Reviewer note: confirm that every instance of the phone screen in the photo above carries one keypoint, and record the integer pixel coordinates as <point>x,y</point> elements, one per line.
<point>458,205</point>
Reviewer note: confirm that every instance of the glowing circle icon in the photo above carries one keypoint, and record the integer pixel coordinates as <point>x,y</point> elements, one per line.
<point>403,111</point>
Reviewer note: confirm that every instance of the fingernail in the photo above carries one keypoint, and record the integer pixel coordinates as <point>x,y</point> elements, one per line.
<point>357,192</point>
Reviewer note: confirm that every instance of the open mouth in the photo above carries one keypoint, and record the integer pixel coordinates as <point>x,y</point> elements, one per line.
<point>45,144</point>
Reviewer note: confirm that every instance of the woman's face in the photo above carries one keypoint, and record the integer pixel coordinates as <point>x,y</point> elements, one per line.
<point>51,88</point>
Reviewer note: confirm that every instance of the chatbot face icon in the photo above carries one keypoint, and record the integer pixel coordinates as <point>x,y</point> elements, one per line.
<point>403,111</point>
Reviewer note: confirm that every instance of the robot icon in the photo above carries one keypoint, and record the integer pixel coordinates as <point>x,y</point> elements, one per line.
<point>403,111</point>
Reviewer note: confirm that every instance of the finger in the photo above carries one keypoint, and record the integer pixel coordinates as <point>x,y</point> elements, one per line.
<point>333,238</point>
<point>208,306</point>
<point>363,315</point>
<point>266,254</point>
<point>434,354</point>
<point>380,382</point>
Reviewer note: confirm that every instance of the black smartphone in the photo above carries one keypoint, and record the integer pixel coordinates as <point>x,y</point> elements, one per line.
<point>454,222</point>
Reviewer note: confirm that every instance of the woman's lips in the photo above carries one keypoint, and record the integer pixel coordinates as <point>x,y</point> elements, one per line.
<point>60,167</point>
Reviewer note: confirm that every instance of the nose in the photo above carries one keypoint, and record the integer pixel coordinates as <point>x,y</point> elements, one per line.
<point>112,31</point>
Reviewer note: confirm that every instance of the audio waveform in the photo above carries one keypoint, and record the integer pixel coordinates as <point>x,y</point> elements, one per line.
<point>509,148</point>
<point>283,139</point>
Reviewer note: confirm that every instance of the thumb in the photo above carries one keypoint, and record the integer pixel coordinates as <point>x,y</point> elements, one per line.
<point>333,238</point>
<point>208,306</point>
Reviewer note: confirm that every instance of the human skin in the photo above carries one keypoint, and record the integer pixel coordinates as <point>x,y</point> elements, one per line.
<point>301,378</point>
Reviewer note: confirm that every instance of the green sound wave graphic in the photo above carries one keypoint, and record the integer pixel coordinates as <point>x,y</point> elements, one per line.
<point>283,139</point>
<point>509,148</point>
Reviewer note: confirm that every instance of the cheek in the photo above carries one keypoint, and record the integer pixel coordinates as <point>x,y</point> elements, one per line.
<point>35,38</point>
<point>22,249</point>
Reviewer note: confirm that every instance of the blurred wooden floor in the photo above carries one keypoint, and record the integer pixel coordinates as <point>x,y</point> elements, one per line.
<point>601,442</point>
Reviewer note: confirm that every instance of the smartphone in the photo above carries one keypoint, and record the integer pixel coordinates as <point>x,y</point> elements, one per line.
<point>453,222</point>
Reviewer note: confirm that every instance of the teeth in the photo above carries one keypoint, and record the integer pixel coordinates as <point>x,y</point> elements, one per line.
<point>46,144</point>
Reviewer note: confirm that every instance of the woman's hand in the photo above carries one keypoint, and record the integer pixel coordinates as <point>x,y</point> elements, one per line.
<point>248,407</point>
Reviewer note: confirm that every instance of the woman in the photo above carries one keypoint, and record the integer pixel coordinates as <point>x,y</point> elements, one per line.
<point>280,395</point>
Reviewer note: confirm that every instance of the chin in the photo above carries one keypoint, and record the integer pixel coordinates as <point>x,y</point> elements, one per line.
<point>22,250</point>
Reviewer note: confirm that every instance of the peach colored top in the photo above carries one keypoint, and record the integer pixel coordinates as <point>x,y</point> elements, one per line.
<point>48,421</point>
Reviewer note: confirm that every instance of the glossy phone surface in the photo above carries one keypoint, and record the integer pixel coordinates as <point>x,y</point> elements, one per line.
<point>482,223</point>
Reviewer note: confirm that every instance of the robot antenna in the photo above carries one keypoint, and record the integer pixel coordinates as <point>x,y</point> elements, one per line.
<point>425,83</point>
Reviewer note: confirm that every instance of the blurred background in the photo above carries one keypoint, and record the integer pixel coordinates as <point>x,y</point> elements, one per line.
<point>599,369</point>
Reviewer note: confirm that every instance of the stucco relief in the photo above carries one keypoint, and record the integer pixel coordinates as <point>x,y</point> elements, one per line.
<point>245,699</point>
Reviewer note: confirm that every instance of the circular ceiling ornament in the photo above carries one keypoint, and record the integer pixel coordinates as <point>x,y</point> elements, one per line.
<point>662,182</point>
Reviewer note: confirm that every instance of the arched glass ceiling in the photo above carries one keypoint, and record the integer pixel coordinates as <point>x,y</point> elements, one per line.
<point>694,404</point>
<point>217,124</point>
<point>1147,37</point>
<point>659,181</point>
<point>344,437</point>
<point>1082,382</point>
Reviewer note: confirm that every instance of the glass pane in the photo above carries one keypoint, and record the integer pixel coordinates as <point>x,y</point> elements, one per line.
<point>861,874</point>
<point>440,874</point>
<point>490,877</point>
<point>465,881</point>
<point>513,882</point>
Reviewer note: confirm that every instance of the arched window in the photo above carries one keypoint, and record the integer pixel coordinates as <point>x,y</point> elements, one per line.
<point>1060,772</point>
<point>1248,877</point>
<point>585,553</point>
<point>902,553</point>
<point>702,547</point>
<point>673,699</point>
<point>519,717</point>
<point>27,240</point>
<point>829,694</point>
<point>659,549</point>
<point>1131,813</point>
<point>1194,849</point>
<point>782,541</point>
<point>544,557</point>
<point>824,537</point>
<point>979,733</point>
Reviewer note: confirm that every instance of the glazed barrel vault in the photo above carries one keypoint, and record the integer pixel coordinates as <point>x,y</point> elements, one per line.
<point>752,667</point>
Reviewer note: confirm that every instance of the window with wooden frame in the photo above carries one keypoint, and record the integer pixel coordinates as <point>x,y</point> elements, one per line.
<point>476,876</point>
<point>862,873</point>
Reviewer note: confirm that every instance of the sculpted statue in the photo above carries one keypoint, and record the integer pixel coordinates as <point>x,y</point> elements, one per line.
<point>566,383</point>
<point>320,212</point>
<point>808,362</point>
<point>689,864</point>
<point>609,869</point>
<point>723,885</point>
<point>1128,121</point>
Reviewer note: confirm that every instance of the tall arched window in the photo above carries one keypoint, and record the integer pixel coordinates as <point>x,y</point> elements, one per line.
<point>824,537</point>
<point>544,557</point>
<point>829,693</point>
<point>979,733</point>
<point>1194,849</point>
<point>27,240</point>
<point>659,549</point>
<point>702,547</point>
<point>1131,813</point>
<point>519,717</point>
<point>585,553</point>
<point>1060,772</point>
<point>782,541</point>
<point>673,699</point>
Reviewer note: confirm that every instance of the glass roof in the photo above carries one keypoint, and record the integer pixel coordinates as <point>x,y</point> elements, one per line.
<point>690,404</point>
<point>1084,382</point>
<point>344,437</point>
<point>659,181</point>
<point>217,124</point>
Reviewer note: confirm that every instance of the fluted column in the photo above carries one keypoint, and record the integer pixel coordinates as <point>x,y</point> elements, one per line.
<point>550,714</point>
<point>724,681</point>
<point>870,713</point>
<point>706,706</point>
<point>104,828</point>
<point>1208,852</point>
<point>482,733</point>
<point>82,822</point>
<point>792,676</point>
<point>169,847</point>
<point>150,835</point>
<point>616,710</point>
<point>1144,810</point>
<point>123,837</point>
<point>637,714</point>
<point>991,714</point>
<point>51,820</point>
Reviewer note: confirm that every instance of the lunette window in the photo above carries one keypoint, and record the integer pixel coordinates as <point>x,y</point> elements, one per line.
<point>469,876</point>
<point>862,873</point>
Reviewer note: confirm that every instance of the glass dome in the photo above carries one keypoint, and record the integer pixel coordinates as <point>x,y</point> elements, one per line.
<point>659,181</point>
☆ ☆ ☆
• [THE TASK]:
Write the lines out again exactly, beginning at the line that contains "Reviewer note: confirm that every instance of the fluted" and stopping only at the final line of the listing above.

• [FINAL ANSWER]:
Reviewer note: confirm that every instance of the fluted column in the photo above carries one keypoint, and record the integer pixel coordinates as <point>x,y</point> elements, one per line.
<point>550,714</point>
<point>724,681</point>
<point>870,713</point>
<point>706,706</point>
<point>104,828</point>
<point>1208,852</point>
<point>482,733</point>
<point>82,822</point>
<point>792,676</point>
<point>169,847</point>
<point>150,835</point>
<point>616,710</point>
<point>1144,810</point>
<point>123,837</point>
<point>637,714</point>
<point>991,714</point>
<point>51,820</point>
Reviewer note: confirm that every instance of the lunette window in the photo above carries one keypoint, and record the integer pixel coordinates as <point>x,y</point> elements, one per line.
<point>469,876</point>
<point>862,873</point>
Reviewer note: confirm that every instance of the glass dome in the photo above carries one keypoint, and record the integer pixel coordinates as <point>x,y</point> elements, one per line.
<point>659,181</point>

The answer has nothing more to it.